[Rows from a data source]
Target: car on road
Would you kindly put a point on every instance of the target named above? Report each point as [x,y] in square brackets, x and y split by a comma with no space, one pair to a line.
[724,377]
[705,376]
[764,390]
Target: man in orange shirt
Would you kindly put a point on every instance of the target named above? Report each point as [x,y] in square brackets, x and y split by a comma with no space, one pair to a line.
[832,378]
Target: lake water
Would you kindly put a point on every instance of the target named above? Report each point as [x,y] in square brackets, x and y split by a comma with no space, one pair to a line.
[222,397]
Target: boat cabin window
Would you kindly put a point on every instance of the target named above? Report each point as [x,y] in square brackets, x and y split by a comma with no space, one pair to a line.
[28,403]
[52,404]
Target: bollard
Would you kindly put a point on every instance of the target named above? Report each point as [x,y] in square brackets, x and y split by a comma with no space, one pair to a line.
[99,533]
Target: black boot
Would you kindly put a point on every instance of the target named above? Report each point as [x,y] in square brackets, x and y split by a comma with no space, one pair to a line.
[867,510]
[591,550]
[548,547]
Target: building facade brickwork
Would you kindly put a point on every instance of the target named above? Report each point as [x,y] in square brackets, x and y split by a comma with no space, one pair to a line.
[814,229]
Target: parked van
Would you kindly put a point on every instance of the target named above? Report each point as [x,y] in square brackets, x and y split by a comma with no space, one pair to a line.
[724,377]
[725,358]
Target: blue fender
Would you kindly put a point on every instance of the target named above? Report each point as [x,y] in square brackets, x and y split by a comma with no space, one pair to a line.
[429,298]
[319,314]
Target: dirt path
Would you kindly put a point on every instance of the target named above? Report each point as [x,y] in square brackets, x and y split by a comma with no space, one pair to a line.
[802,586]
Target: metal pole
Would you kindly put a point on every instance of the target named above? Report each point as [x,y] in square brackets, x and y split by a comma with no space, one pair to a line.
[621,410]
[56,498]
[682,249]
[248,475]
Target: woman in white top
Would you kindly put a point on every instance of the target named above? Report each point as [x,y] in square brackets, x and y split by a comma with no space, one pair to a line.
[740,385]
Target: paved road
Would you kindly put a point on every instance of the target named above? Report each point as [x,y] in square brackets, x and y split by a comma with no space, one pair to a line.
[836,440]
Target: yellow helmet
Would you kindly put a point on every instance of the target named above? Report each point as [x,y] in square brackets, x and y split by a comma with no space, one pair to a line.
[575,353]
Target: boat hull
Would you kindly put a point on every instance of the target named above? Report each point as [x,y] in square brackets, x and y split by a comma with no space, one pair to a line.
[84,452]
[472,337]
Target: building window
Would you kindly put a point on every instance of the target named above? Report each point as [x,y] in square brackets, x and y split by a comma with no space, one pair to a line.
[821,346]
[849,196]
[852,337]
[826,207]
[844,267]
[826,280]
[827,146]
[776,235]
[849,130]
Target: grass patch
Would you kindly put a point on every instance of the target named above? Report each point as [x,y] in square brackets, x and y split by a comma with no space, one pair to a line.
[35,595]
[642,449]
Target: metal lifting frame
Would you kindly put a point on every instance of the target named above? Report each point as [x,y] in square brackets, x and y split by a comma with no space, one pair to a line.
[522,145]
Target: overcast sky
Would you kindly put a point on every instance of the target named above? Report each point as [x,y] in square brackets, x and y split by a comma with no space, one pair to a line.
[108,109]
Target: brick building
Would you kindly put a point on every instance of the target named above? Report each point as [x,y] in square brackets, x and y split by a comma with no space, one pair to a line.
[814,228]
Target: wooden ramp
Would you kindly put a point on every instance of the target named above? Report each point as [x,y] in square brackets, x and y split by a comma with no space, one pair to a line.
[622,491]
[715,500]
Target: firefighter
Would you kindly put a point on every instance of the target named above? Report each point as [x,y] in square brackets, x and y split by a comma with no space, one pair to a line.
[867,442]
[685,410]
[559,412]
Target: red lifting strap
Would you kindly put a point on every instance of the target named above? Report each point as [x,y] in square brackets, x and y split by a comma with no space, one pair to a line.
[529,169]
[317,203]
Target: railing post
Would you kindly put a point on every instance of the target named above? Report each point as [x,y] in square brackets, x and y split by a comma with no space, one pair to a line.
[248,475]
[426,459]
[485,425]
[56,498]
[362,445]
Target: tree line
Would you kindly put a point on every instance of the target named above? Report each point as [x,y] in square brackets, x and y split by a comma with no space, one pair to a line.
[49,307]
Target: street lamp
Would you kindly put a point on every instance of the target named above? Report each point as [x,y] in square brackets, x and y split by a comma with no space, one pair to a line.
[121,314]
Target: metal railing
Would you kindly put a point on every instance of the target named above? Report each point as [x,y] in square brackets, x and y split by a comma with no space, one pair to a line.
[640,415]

• GIVEN TASK:
Can you reproduce every row above, line for line, without changing a single character?

• OUTPUT OF THE EXERCISE:
Target: car on road
Would you kindly put a point on every instance of the target named above? Report each point as [x,y] in square brackets, x and y split by a comma with no space, one pair to a line.
[724,377]
[705,376]
[764,390]
Target: man in orange shirt
Would you kindly put a point on every instance of the target named above? Report each point as [x,y] in square brackets, x and y split by a comma with no space, one pair to a line.
[832,378]
Target: lake water
Would you kindly put a point on every instance of the target named above? Report each point as [x,y] in square brackets, x and y split by a comma with no space, one pair to a line.
[222,397]
Target: boat cabin window
Would you kindly put a point on every instance of the target named above? Report each point as [x,y] in square brackets, x and y split by a comma with no space, one pair to a line.
[28,403]
[52,404]
Target: bollard
Would you kindly put a point on every instance of the target named above? Report each point as [x,y] in square brackets, x and y split by a comma with no space, one pair to a line.
[99,533]
Target: black boot
Would you kindly put a point on every instance of the target named above? Report each point as [x,y] in square brackets, x and y split by a comma with no space, one pair to a line.
[867,510]
[591,550]
[548,547]
Target: building facade brickwork
Would you kindly put a point on every instance of the target named above? Report each point as [x,y] in square brackets, x and y split by a comma with no space, one pair to a line.
[814,229]
Target: parked van
Would you kindly put a point on every instance of the target named above? Report each point as [x,y] in square brackets, x and y split by a comma with no space, one pair to a line.
[724,377]
[725,358]
Target: blue fender
Would you kindly put a point on every instance of the target named above? Report each point as [x,y] in square brackets, x and y split by a comma with no space, one pair to a line.
[429,298]
[319,314]
Target: dirt path
Would you kindly put a point on every instance of the target named above? Report each point as [x,y] in square brackets, x and y split by a comma with no space, one pair to a line.
[802,586]
Target: metal pole
Would you kindly put a point on every instance of the target named above? Report each point as [x,y] in square brackets, x and y split by a comma with no space, one pair to a line.
[621,410]
[56,498]
[682,249]
[248,475]
Target: woman in white top
Would you kindly put a point on every instance of the target named above? Report each point as [x,y] in square brackets, x and y split by a comma with no space, one pair to a line.
[740,385]
Target: paved road
Would you kindly put a point on every instance of the target named above? Report each point as [x,y] in square brackets, x and y split by a comma with no space, one pair to a line.
[836,440]
Target: yellow helmet
Would you kindly put a point on every instance of the target named above? Report each point as [x,y] in square brackets, x and y split by a comma with no space, one pair to a line.
[575,353]
Target: boat hull
Would you kindly put a point on every instance of the target named above? Report each point as [x,y] in square brackets, x and y split by a comma with no space, one pair to a line.
[84,452]
[472,337]
Target: building window
Would you kindly put a point on every instance of the target named above? Report each point as [x,y] in square brackets, x and y split by a comma with no space, one pair to a line.
[821,346]
[849,196]
[852,337]
[826,207]
[844,267]
[826,280]
[827,146]
[776,235]
[849,130]
Target: grass patch
Would you kindly put a point on every instance of the target named above? Report each point as [x,y] in square brackets, x and y split by a comma with no space, one pair to a line.
[35,595]
[642,449]
Target: metal lifting frame
Would you kindly put a point on every instance of the target named above? Report each point as [x,y] in square brackets, x and y split by a comma with no space, one pair to a line.
[522,145]
Target: overcast sky
Would you kindly put a point on every instance of the target named above? Report each point as [x,y] in square brackets, x and y split by a comma with no space, one pair to a line.
[108,109]
Target: brick building
Would you kindly put a point on every instance of the target named above? Report each point as [x,y] in square brackets, x and y split by a comma with no space, one pair to a line.
[814,228]
Target: wooden ramp
Would you kindly put a point on every instance of the target named above? Report each point as [x,y] in square brackets, x and y split by a comma with no space, one pair to a line.
[622,491]
[715,500]
Target: firefighter
Would you kindly put a point on every instance of the target named above? Report each point as [x,y] in square brackets, x and y split by a comma with no space, one pair to a line.
[867,442]
[685,410]
[559,412]
Target: red lifting strap
Would you kindly put a point on every instance of the target named above? Report each point as [x,y] in square brackets, x and y split by a comma with no space, one pair to a line.
[529,169]
[317,203]
Target: railing post
Would you kindly put a point on every instance of the target named above? Report each point as [x,y] in square brackets, x and y split by a comma with no space, one pair to a line.
[248,475]
[426,459]
[485,425]
[56,498]
[362,445]
Target: tree line
Would you kindly put a point on every instance of the target named above? Report each point as [x,y] in square brackets, x and y split by a comma with no space, one pair to a line.
[49,307]
Target: street lamp
Would you kindly put a point on every instance of the target named above? Report each point as [x,y] in square brackets, x and y split by a comma with no space, one pair to a line.
[121,314]
Target: metal railing
Would you kindly put a point on every instance of the target named above? Report each point as [x,y] in square brackets, x and y split by a comma with no space, one pair to a line.
[640,415]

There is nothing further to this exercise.